# Dataset excerpts:

▽

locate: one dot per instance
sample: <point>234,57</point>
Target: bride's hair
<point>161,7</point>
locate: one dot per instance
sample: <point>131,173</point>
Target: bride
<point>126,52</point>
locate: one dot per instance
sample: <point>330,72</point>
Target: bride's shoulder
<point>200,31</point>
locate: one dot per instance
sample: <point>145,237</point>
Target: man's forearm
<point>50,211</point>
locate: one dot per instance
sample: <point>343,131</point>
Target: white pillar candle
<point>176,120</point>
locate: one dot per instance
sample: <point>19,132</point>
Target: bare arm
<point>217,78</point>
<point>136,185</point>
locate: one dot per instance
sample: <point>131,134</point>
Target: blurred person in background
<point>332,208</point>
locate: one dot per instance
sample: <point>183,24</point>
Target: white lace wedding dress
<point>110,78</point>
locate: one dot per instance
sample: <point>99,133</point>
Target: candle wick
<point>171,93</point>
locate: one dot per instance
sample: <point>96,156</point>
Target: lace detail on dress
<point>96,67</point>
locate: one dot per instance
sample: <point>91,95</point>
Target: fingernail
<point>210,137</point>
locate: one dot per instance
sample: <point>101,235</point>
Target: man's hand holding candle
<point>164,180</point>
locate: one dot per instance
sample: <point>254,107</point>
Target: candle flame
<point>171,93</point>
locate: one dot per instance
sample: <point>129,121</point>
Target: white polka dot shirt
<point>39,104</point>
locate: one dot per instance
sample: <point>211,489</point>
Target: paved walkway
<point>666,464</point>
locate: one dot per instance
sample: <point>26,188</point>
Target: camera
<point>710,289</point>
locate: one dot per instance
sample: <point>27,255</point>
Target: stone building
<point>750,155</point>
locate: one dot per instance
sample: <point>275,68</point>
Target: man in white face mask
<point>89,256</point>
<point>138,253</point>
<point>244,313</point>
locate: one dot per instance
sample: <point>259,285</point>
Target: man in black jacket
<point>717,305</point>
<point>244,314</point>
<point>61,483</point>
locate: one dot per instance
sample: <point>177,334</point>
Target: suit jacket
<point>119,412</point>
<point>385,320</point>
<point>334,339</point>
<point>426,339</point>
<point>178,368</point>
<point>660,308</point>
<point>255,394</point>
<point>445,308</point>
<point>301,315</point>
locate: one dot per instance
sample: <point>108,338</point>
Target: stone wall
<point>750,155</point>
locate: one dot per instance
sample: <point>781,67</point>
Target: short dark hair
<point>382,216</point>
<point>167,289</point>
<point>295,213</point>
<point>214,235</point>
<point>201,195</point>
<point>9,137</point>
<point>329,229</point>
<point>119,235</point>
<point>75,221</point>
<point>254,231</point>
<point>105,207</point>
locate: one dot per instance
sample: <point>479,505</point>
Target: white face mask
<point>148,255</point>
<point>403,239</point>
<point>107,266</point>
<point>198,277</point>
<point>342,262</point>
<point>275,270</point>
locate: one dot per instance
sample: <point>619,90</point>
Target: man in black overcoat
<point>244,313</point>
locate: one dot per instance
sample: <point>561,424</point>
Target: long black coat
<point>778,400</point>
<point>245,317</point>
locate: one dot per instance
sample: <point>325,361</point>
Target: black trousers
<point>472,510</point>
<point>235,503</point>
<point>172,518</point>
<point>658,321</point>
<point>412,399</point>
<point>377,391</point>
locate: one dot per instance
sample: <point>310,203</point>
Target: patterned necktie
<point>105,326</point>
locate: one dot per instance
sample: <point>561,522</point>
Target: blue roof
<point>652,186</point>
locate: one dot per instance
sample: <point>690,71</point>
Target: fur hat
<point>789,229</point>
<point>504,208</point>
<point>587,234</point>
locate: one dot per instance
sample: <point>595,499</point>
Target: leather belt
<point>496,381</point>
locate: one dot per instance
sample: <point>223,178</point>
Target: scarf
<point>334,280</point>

△

# Goal:
Restate the data above word for word.

# Exercise answer:
locate: one dot per instance
sample: <point>234,57</point>
Target: bride's hair
<point>161,7</point>
locate: one dot per instance
sample: <point>131,173</point>
Target: bride
<point>126,52</point>
locate: one dot per instance
sample: <point>330,72</point>
Target: bride's shoulder
<point>200,31</point>
locate: one dot per instance
sample: <point>145,237</point>
Target: man's forearm
<point>50,211</point>
locate: one dot per instance
sample: <point>343,131</point>
Target: white pillar candle
<point>176,120</point>
locate: one dot per instance
sample: <point>19,132</point>
Target: bare arm
<point>217,78</point>
<point>136,185</point>
locate: one dot per instance
sample: <point>131,134</point>
Target: blurred person in background
<point>332,208</point>
locate: one dot per instance
sample: <point>183,24</point>
Target: white lace wedding dress
<point>110,78</point>
locate: one dot per instance
sample: <point>99,133</point>
Target: candle wick
<point>171,93</point>
locate: one dot per instance
sample: <point>96,156</point>
Target: lace detail on dress
<point>96,67</point>
locate: one dot per instance
sample: <point>91,95</point>
Target: fingernail
<point>210,137</point>
locate: one dot per instance
sample: <point>101,235</point>
Target: man's hand holding candle
<point>164,180</point>
locate: one dot per instance
sample: <point>254,107</point>
Target: candle flame
<point>171,93</point>
locate: one dot per instance
sample: <point>129,121</point>
Target: white polka dot shirt
<point>39,104</point>
locate: one dot per instance
sample: <point>211,489</point>
Target: paved walkway
<point>666,464</point>
locate: one dot per instance
sample: <point>26,188</point>
Target: camera
<point>710,289</point>
locate: one dot per instance
sample: <point>27,255</point>
Target: stone building
<point>750,155</point>
locate: one dot per instance
sample: <point>275,68</point>
Target: man in white face mask
<point>89,256</point>
<point>138,253</point>
<point>244,313</point>
locate: one dot per instance
sample: <point>259,285</point>
Target: man in black jacket
<point>717,305</point>
<point>244,314</point>
<point>61,483</point>
locate: one dot per instance
sample: <point>177,334</point>
Target: suit jacket
<point>119,412</point>
<point>385,320</point>
<point>334,339</point>
<point>426,339</point>
<point>178,368</point>
<point>660,308</point>
<point>255,394</point>
<point>445,308</point>
<point>301,315</point>
locate: one dot per instance
sample: <point>108,338</point>
Target: stone wall
<point>750,155</point>
locate: one dot per instance
sample: <point>781,67</point>
Target: short dark hair
<point>382,216</point>
<point>167,289</point>
<point>295,213</point>
<point>214,235</point>
<point>201,195</point>
<point>9,137</point>
<point>329,229</point>
<point>119,235</point>
<point>75,221</point>
<point>254,231</point>
<point>105,207</point>
locate: one dot per instance
sample: <point>479,505</point>
Target: white face mask
<point>148,255</point>
<point>403,239</point>
<point>107,266</point>
<point>198,277</point>
<point>342,262</point>
<point>275,270</point>
locate: one dot per instance
sample: <point>619,90</point>
Target: man in black overcoat
<point>244,313</point>
locate: one dot per instance
sample: <point>561,424</point>
Target: long black coat
<point>778,400</point>
<point>245,317</point>
locate: one dot per instance
sample: <point>325,361</point>
Target: black trousers
<point>472,510</point>
<point>235,503</point>
<point>172,518</point>
<point>658,321</point>
<point>412,399</point>
<point>377,391</point>
locate: one dot per instance
sample: <point>310,203</point>
Target: patterned necktie
<point>105,326</point>
locate: one dot per instance
sample: <point>561,522</point>
Target: blue roof
<point>652,186</point>
locate: one dot per instance
sample: <point>690,71</point>
Target: fur hat
<point>789,229</point>
<point>504,208</point>
<point>587,234</point>
locate: one dot per instance
sample: <point>595,499</point>
Target: leather belt
<point>496,381</point>
locate: one dot per instance
sample: <point>223,178</point>
Target: scarf
<point>334,280</point>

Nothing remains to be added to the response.